-------- Available records

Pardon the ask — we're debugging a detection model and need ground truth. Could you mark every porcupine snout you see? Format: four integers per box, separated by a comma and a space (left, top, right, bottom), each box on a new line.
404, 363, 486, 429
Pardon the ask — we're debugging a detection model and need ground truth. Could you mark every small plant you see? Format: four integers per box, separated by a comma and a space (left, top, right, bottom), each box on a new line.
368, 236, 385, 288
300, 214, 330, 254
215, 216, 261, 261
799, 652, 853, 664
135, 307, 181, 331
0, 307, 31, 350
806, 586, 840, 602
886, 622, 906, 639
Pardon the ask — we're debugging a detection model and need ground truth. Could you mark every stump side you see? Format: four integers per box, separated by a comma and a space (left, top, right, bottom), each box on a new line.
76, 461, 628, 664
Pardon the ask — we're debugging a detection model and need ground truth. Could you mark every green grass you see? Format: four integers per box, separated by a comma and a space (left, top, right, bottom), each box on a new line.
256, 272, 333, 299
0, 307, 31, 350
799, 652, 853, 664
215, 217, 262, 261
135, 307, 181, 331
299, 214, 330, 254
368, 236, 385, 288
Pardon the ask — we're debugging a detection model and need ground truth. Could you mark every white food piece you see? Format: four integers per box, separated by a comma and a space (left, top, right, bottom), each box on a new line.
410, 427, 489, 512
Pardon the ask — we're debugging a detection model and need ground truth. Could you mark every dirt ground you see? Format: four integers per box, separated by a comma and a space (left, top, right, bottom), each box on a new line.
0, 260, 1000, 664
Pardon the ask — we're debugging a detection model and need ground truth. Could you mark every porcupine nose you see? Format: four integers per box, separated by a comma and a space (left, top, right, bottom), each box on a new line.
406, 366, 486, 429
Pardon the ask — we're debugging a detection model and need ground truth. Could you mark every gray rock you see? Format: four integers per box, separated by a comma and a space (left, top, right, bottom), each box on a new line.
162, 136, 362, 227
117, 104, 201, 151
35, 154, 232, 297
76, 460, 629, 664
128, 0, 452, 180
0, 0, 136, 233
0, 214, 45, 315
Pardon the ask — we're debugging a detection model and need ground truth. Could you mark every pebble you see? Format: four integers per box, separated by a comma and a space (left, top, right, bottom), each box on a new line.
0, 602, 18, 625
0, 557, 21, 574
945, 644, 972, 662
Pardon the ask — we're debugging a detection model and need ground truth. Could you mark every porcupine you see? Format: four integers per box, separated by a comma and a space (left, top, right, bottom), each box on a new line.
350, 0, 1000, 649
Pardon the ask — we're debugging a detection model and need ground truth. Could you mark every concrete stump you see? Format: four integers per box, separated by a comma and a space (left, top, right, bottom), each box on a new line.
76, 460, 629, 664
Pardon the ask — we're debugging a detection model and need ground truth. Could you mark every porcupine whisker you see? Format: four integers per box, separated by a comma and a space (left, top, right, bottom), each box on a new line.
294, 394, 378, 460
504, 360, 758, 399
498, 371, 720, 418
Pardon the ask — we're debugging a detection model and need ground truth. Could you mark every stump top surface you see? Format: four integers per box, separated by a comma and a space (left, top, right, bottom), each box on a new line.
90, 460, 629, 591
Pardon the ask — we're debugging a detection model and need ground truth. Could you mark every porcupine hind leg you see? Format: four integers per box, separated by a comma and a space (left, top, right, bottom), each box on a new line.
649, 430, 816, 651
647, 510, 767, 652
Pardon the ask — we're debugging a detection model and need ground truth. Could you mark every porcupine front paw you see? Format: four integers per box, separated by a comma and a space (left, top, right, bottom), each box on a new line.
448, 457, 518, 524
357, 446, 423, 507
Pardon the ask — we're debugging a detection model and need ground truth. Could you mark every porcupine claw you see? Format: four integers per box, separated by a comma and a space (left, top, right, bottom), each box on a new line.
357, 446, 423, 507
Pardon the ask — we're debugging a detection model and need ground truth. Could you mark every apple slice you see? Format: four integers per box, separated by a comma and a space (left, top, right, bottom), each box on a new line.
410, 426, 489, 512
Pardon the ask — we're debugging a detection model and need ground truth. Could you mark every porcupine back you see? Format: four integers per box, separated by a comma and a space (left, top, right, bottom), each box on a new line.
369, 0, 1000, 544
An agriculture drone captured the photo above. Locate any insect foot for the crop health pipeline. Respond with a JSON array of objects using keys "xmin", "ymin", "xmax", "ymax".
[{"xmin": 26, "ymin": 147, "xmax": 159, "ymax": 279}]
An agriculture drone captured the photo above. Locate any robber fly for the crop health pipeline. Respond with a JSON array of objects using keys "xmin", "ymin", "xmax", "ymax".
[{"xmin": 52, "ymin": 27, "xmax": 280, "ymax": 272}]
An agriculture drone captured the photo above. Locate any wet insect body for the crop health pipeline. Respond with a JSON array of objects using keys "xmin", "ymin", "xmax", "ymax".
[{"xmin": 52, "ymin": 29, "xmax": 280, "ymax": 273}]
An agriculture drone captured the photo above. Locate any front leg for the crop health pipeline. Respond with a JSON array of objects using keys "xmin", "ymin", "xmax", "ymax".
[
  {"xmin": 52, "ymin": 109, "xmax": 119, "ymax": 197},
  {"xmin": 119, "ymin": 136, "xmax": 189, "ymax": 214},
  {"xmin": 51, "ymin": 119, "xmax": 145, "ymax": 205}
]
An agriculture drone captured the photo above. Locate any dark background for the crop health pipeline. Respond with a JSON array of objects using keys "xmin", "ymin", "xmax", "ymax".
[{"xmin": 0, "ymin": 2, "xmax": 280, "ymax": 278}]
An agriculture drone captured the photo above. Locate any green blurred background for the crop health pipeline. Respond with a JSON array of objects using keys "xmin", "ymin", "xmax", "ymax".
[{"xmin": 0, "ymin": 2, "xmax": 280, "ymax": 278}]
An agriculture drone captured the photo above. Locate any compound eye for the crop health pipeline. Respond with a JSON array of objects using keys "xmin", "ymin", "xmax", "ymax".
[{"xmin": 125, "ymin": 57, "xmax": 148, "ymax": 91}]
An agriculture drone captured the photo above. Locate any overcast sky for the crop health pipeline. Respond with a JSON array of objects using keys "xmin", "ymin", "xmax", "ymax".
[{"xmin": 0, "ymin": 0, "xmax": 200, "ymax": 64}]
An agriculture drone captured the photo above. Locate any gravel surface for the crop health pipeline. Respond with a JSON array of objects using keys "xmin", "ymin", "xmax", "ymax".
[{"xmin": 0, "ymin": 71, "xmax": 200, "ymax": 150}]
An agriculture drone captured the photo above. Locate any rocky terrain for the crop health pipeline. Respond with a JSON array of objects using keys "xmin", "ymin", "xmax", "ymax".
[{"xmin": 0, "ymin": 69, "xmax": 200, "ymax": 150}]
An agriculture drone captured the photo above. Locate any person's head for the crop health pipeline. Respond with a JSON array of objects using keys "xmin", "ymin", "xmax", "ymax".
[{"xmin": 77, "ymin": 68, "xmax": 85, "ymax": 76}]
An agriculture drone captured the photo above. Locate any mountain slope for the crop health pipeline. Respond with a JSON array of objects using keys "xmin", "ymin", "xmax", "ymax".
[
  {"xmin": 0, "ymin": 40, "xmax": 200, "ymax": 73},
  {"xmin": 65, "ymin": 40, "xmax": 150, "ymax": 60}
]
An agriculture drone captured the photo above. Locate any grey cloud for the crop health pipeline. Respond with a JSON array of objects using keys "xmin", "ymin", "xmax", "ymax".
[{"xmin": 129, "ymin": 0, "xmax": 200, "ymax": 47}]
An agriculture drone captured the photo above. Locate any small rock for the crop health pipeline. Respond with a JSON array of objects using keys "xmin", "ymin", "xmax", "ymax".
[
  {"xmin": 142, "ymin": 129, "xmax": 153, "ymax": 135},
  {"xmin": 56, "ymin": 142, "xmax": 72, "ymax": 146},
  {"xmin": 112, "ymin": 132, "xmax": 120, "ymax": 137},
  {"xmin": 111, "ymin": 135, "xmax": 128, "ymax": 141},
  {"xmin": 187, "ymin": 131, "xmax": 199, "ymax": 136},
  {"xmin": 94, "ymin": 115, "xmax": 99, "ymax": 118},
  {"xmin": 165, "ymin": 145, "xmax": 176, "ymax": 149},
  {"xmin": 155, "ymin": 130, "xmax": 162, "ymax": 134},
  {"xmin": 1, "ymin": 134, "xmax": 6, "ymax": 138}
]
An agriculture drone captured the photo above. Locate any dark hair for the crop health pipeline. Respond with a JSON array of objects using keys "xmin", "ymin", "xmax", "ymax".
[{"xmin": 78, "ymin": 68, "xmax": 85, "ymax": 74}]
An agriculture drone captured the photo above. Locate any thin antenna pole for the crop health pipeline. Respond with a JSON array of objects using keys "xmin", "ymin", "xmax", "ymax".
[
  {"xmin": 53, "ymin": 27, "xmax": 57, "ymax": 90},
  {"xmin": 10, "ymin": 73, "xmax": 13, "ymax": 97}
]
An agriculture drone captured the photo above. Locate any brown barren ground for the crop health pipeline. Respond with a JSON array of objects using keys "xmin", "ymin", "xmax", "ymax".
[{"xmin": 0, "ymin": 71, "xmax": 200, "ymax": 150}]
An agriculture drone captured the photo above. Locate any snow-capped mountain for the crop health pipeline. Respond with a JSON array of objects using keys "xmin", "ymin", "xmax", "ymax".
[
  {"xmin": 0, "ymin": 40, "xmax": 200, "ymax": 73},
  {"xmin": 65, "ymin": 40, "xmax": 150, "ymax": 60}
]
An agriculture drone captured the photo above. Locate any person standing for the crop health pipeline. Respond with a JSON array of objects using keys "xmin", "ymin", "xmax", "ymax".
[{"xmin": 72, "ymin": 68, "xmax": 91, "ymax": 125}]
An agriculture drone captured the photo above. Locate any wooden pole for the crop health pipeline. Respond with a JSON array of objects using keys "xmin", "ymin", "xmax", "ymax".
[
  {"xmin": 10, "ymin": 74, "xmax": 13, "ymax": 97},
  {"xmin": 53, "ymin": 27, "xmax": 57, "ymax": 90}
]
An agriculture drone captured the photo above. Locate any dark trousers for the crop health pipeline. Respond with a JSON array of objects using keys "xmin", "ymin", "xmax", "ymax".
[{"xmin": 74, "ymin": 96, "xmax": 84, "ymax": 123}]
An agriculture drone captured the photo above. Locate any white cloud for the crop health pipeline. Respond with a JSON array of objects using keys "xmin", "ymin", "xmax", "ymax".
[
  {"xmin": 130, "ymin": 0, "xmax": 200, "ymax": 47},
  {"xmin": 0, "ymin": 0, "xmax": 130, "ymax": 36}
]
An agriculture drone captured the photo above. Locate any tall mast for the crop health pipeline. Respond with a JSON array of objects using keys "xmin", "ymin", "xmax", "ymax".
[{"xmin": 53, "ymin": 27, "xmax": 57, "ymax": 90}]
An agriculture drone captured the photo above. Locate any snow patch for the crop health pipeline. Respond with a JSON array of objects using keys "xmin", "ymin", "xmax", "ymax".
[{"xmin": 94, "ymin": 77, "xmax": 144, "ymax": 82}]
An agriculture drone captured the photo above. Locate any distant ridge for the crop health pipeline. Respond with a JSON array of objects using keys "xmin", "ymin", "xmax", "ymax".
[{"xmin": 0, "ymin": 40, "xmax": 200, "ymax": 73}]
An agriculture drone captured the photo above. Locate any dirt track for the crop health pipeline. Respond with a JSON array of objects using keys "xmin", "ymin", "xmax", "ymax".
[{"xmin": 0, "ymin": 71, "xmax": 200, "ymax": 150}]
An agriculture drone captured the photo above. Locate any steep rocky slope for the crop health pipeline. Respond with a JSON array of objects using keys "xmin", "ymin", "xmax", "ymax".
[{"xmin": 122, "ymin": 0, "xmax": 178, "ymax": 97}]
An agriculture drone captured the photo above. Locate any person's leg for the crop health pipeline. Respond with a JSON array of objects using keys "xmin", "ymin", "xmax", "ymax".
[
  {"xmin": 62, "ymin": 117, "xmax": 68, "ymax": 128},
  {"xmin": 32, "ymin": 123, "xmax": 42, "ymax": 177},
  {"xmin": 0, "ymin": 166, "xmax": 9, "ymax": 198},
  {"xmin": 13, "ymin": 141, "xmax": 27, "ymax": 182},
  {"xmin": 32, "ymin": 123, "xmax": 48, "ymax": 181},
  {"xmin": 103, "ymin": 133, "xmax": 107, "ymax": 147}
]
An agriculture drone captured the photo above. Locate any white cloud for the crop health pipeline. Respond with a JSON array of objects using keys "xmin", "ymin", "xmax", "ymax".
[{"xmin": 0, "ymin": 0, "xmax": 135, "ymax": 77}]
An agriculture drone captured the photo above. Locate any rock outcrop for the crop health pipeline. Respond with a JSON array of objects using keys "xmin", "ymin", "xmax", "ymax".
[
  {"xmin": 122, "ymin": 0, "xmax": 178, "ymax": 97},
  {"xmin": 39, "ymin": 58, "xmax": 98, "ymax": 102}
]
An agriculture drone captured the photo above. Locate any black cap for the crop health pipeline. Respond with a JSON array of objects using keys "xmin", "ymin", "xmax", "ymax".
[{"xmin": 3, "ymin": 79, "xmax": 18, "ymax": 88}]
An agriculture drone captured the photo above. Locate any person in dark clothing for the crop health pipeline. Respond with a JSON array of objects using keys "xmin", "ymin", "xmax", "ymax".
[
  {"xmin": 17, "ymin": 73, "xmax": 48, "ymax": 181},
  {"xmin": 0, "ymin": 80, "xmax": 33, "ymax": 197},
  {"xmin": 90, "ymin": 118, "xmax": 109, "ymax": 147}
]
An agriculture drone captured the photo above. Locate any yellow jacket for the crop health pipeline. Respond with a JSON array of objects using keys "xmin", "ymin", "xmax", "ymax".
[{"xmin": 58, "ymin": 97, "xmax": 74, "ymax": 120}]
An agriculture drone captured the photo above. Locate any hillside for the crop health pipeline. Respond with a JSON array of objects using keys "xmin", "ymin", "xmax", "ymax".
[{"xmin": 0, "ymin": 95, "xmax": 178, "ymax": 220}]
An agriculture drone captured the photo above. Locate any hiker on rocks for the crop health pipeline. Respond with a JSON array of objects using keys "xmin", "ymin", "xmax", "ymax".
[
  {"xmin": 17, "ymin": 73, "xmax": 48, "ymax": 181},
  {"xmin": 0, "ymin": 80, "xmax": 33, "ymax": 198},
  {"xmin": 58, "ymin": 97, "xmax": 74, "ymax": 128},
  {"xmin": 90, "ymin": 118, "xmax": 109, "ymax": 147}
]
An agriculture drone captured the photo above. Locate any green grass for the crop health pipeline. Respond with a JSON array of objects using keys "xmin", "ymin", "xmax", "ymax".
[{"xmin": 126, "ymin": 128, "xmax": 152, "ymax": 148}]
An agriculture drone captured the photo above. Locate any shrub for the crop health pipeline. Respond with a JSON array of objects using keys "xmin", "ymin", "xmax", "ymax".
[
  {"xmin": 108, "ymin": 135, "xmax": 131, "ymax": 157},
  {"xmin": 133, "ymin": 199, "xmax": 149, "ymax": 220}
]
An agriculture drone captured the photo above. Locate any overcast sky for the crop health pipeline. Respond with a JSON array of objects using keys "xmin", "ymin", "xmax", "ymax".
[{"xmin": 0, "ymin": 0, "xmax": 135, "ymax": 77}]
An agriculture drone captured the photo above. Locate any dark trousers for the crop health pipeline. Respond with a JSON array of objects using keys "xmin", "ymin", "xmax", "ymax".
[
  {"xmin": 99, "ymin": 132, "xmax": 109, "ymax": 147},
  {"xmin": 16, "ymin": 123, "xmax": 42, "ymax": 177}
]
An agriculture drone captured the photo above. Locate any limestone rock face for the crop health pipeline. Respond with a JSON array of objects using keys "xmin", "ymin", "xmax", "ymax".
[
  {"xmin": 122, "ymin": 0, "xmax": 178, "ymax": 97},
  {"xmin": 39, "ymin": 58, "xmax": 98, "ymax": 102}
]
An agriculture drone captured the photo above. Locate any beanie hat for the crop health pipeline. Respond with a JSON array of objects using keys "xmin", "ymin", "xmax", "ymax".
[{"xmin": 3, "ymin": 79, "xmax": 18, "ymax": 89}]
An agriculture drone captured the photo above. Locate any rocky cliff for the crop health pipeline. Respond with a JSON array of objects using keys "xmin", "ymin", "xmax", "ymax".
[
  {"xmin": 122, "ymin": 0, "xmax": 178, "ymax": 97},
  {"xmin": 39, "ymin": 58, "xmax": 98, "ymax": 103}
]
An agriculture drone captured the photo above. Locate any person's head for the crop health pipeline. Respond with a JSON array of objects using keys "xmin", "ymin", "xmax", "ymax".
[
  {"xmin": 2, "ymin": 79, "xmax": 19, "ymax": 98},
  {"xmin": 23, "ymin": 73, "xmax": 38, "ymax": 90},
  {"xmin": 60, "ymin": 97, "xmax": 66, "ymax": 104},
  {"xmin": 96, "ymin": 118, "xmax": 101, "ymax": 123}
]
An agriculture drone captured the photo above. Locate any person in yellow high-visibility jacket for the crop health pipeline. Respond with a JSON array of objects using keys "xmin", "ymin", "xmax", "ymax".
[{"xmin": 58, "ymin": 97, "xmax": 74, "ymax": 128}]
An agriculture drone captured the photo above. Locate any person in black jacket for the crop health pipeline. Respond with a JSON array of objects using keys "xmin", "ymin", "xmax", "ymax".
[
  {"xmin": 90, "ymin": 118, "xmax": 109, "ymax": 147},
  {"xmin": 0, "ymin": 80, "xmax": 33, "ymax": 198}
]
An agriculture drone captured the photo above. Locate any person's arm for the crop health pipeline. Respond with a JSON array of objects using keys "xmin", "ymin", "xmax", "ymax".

----------------

*Exercise brief*: Scale the listing from the line with "mark every dirt" to the line with "350, 0, 1000, 649", both included, by writing out every line in that span again. Keep the requests unchanged, and multiply each box coordinate in the answers by 0.5, rounding to whole numbers with halves going up.

*Answer below*:
Pardon the ask — we're debugging a detection model and need ground truth. Could you mark every dirt ground you see? Format: four integers per box, separated by a comma and a space (left, top, right, bottom), each box on a new line.
0, 130, 500, 332
Pardon the ask — we're debugging a detection model and need ground truth. Could you mark every porcupine nose you see? Format: four integers per box, separated by a comma and a space (left, top, right, bottom), each box on a new line.
203, 183, 243, 215
Pardon the ask — we're debugging a detection model and need ground truth. Could you mark every gray rock you see? Format: four integers per box, separated by a comma and a space (left, top, right, bottom), each box on a new line.
81, 68, 181, 114
59, 52, 101, 76
18, 77, 116, 149
38, 230, 315, 332
64, 0, 226, 90
0, 0, 68, 117
0, 107, 23, 158
Pardon the ask — we're debugging a detection model and need ground truth. Could you mark every pebble you see? Format: four integers per box, separated by a comma and a space (left, top, right, bottom), each box on a new line.
0, 301, 9, 313
0, 279, 11, 287
473, 322, 486, 331
Pardon the ask — we're debugging a detection model and need ground truth. Could you mark every porcupine you see? Format: four integers per box, separated by a comma and a space (left, top, right, bottom), each box on a new line.
175, 0, 500, 325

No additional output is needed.